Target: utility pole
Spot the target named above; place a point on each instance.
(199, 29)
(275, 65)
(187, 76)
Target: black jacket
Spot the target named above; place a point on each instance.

★ ★ ★ ★ ★

# EXERCISE GOAL:
Reproduce every entry above word for word, keeping each line as it stands.

# CORRECT RESULT:
Target: utility pole
Spot the target named above; place a point on each instance.
(199, 29)
(275, 65)
(187, 76)
Target: black jacket
Spot the target named above; place a point on each instance.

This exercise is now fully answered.